Task to complete
Print exactly the lines from the line with "Could you please indicate the grass" to the last line of the data, please, both included.
===== Extracted material =====
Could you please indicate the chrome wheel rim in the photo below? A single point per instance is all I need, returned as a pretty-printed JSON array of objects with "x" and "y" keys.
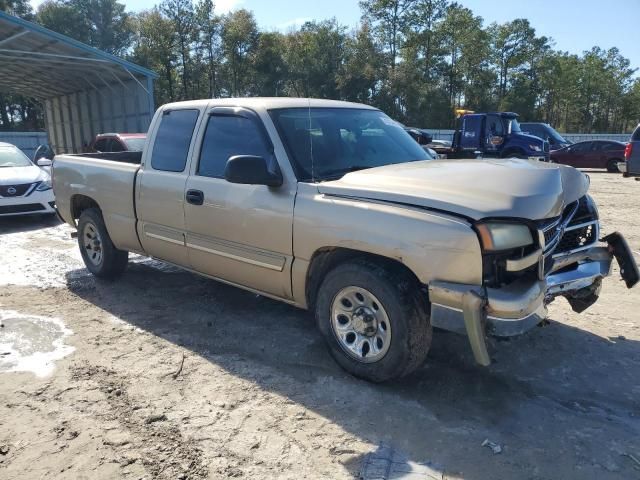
[
  {"x": 360, "y": 324},
  {"x": 92, "y": 243}
]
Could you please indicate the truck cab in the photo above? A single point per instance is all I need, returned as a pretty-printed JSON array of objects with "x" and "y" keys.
[
  {"x": 545, "y": 132},
  {"x": 496, "y": 135}
]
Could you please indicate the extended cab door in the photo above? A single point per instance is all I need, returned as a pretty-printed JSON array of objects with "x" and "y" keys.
[
  {"x": 161, "y": 183},
  {"x": 238, "y": 233}
]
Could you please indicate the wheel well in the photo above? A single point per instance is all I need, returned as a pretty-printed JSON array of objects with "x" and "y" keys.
[
  {"x": 326, "y": 259},
  {"x": 79, "y": 203}
]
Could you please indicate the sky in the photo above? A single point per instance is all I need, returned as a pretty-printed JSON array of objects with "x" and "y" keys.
[{"x": 574, "y": 25}]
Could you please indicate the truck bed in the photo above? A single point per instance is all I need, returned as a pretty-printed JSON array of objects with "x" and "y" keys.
[
  {"x": 108, "y": 179},
  {"x": 124, "y": 157}
]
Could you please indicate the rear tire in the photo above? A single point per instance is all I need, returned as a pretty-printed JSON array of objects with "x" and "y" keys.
[
  {"x": 612, "y": 166},
  {"x": 100, "y": 256},
  {"x": 374, "y": 320}
]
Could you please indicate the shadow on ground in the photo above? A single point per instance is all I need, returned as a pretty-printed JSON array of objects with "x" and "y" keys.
[{"x": 544, "y": 391}]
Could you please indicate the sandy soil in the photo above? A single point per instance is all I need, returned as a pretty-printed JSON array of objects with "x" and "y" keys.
[{"x": 167, "y": 375}]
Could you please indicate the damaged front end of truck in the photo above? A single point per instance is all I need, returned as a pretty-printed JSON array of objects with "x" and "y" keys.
[{"x": 567, "y": 258}]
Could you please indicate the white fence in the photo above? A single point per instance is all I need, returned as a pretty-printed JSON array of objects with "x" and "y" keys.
[
  {"x": 25, "y": 141},
  {"x": 572, "y": 137}
]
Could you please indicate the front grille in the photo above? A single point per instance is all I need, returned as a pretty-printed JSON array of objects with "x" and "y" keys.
[
  {"x": 577, "y": 238},
  {"x": 27, "y": 207},
  {"x": 14, "y": 190},
  {"x": 552, "y": 228},
  {"x": 577, "y": 228}
]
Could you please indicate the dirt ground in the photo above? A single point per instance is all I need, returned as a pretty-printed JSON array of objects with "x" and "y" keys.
[{"x": 167, "y": 375}]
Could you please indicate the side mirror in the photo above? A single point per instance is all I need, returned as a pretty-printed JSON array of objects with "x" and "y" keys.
[{"x": 251, "y": 170}]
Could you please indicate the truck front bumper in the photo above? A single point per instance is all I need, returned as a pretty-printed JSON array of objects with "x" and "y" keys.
[{"x": 516, "y": 308}]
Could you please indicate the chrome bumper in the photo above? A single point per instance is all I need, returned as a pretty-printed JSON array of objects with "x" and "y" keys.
[{"x": 518, "y": 307}]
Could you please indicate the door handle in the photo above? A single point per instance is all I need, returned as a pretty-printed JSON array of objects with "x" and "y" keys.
[{"x": 195, "y": 197}]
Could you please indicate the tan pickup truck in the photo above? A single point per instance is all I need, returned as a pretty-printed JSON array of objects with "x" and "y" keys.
[{"x": 332, "y": 207}]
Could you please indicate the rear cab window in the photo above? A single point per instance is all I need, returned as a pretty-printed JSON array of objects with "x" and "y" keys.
[
  {"x": 172, "y": 140},
  {"x": 226, "y": 136},
  {"x": 101, "y": 145}
]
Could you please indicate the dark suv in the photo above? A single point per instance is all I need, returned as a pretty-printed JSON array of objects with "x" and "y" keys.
[
  {"x": 631, "y": 165},
  {"x": 591, "y": 154}
]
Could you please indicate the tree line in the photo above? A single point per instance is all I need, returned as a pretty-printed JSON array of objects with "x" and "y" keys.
[{"x": 418, "y": 60}]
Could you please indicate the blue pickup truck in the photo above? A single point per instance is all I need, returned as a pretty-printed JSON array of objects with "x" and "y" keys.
[
  {"x": 495, "y": 135},
  {"x": 631, "y": 165}
]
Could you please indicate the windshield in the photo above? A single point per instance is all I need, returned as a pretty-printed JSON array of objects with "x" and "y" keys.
[
  {"x": 555, "y": 135},
  {"x": 13, "y": 157},
  {"x": 326, "y": 143},
  {"x": 514, "y": 126},
  {"x": 134, "y": 144}
]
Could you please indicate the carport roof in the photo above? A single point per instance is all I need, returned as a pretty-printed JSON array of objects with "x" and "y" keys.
[{"x": 40, "y": 63}]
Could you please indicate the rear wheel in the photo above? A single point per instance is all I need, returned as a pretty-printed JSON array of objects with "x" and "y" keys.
[
  {"x": 100, "y": 256},
  {"x": 374, "y": 320},
  {"x": 612, "y": 166}
]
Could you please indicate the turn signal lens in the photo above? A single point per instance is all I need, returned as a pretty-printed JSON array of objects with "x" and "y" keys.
[{"x": 496, "y": 236}]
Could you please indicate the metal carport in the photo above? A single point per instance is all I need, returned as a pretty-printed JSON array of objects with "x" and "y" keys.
[{"x": 84, "y": 91}]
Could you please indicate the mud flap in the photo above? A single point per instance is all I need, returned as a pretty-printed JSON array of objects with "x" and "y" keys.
[
  {"x": 623, "y": 254},
  {"x": 582, "y": 299}
]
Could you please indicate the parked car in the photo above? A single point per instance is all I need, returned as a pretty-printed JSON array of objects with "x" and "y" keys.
[
  {"x": 545, "y": 132},
  {"x": 591, "y": 154},
  {"x": 25, "y": 187},
  {"x": 331, "y": 206},
  {"x": 630, "y": 167},
  {"x": 495, "y": 135},
  {"x": 118, "y": 142},
  {"x": 441, "y": 147},
  {"x": 423, "y": 138}
]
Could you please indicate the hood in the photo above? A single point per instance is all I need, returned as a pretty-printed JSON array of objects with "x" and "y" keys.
[
  {"x": 475, "y": 189},
  {"x": 19, "y": 175}
]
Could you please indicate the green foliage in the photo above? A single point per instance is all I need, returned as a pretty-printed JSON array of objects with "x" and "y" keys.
[{"x": 418, "y": 60}]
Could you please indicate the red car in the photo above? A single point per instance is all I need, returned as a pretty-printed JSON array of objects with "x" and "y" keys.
[
  {"x": 591, "y": 154},
  {"x": 118, "y": 142}
]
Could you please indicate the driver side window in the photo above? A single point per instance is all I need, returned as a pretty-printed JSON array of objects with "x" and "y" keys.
[{"x": 494, "y": 126}]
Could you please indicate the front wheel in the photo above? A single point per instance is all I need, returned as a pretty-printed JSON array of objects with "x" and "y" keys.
[
  {"x": 100, "y": 256},
  {"x": 374, "y": 320}
]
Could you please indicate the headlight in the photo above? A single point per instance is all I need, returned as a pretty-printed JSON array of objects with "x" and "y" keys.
[
  {"x": 44, "y": 185},
  {"x": 503, "y": 236}
]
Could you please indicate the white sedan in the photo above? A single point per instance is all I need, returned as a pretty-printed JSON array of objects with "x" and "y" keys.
[{"x": 25, "y": 188}]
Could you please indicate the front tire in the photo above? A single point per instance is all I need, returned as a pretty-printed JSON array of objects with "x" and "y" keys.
[
  {"x": 374, "y": 320},
  {"x": 100, "y": 256}
]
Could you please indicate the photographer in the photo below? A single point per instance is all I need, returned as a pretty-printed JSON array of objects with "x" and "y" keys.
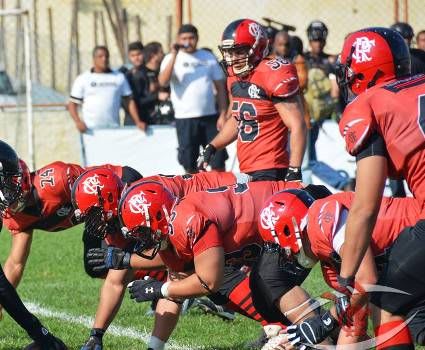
[{"x": 192, "y": 75}]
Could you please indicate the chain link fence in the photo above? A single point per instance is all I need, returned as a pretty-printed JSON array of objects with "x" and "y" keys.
[{"x": 63, "y": 34}]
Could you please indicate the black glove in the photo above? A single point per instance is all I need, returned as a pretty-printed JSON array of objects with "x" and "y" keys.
[
  {"x": 312, "y": 331},
  {"x": 108, "y": 258},
  {"x": 146, "y": 290},
  {"x": 205, "y": 156},
  {"x": 47, "y": 342},
  {"x": 294, "y": 174},
  {"x": 342, "y": 303},
  {"x": 95, "y": 340}
]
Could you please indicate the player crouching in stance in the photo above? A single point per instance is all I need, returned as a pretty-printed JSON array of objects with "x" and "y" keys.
[
  {"x": 11, "y": 182},
  {"x": 212, "y": 233},
  {"x": 95, "y": 196},
  {"x": 308, "y": 232}
]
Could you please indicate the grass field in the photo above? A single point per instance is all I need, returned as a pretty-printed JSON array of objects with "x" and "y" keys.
[{"x": 57, "y": 289}]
=====
Task output
Could you please indicate the grass field in the photo above? A single point per instance is all I need, returned as a pretty-printed JSON array of objects with "x" and "y" keys.
[{"x": 57, "y": 289}]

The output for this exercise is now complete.